::: Excerpt to read

Following the annexation of Crimea and the start of the Russo-Ukrainian War on the Donbas, the theme of Russian propaganda as an element of the Russian hybrid aggression against other countries has become particularly popular. Scientific and journalistic articles are written about Russian propaganda; political and military leaders mention it in their speeches; international and national centers and institutes are being set up to counteract it.
It is difficult to disagree with the fact that in recent years, the Russian information influence on the population of other countries has become proportional or even larger than that carried out by the USSR during the Cold War. At the same time, even in expert discussions, there is a lack of understanding of both the nature of this influence and its tools. Observers’ attention is mostly focused on so-called “fake news” and on official rumors of Russian propaganda, such as RT (formerly Russia Today) and the Sputnik news agency.

::::::
::: Excerpted data

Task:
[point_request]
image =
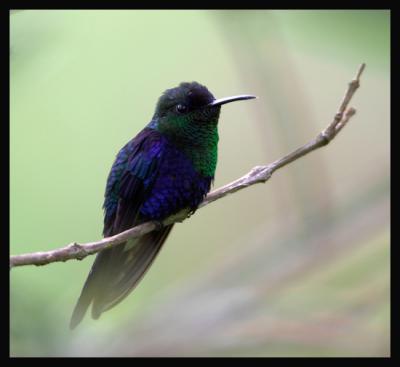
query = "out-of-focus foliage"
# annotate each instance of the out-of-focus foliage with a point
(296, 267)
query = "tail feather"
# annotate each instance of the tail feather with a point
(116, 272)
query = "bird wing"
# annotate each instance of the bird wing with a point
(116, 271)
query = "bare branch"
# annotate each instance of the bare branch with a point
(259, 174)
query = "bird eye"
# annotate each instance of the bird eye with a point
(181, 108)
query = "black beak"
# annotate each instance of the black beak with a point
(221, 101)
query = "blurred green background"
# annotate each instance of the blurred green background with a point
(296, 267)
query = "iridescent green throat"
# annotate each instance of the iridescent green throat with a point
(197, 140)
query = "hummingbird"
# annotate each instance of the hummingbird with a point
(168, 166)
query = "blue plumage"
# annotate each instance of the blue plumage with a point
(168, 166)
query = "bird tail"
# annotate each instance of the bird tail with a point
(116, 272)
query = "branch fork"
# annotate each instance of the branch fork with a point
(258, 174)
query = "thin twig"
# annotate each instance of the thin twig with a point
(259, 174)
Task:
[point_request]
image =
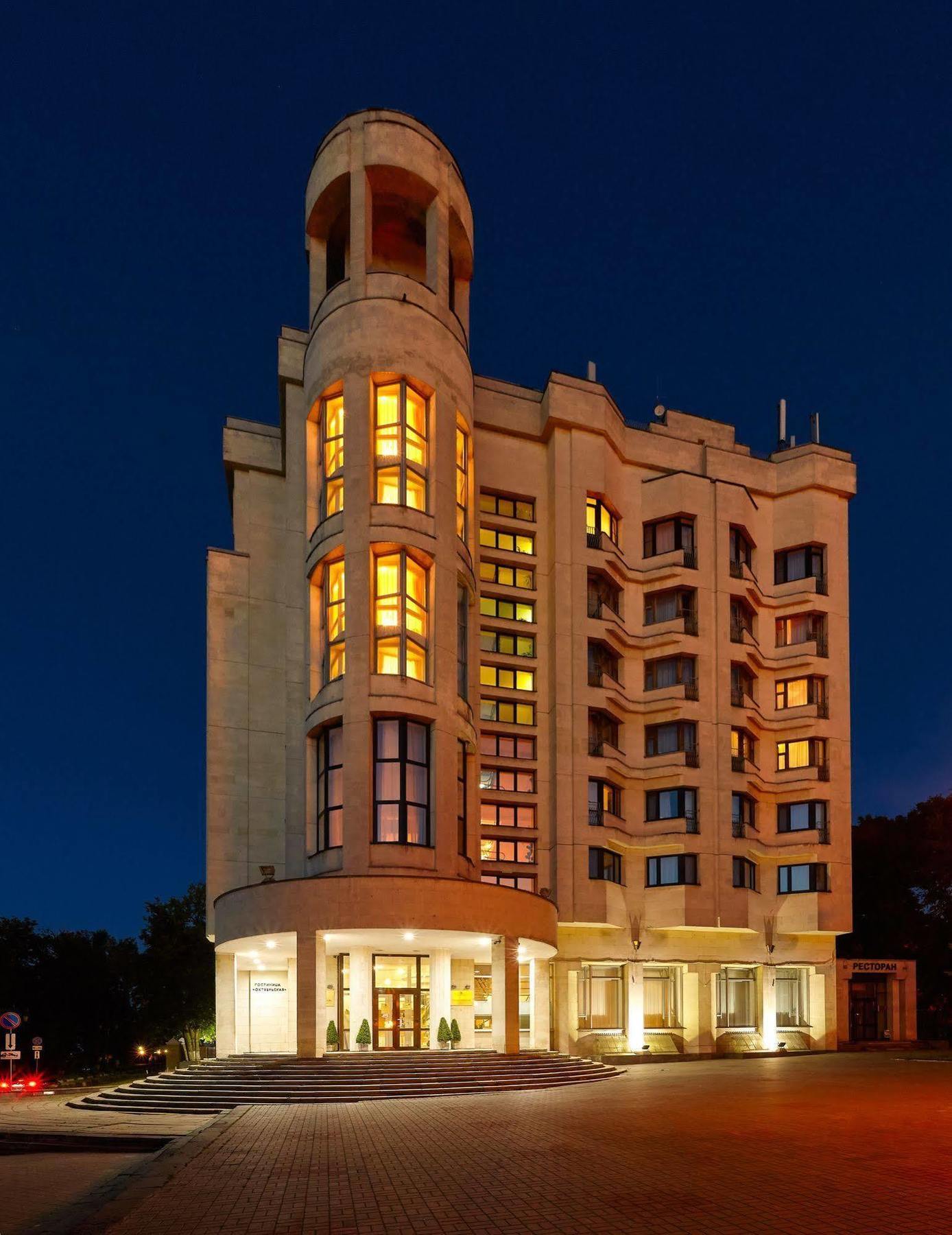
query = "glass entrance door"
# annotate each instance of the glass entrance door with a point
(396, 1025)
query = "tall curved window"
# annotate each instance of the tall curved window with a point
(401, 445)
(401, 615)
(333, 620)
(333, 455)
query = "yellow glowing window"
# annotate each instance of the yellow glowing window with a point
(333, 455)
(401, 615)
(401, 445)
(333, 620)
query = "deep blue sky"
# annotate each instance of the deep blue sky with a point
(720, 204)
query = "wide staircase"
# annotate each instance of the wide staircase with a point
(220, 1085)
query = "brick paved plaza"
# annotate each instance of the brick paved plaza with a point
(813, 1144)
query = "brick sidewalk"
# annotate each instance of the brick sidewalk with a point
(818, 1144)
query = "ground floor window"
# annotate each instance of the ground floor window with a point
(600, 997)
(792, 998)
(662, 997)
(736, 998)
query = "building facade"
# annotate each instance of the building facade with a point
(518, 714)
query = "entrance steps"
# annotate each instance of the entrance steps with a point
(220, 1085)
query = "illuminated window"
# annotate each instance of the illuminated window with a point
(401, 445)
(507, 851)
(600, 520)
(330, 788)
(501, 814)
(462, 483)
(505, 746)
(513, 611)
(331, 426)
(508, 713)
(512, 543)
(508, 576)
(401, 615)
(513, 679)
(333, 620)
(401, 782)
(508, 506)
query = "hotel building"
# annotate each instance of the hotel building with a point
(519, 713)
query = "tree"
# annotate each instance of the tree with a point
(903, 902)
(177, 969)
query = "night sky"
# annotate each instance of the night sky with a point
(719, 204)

::::::

List of tasks
A: In the passage on Russian propaganda, rewrite everything from "Following the annexation" down to "to counteract it.", swapping "propaganda" for "disinformation".
B: Pull out each line of the records that contains the string "feather".
The text and the records have nothing to do with each other.

Task results
A:
Following the annexation of Crimea and the start of the Russo-Ukrainian War on the Donbas, the theme of Russian disinformation as an element of the Russian hybrid aggression against other countries has become particularly popular. Scientific and journalistic articles are written about Russian disinformation; political and military leaders mention it in their speeches; international and national centers and institutes are being set up to counteract it.

B:
query = "tail feather"
# annotate each instance of the tail feather with a point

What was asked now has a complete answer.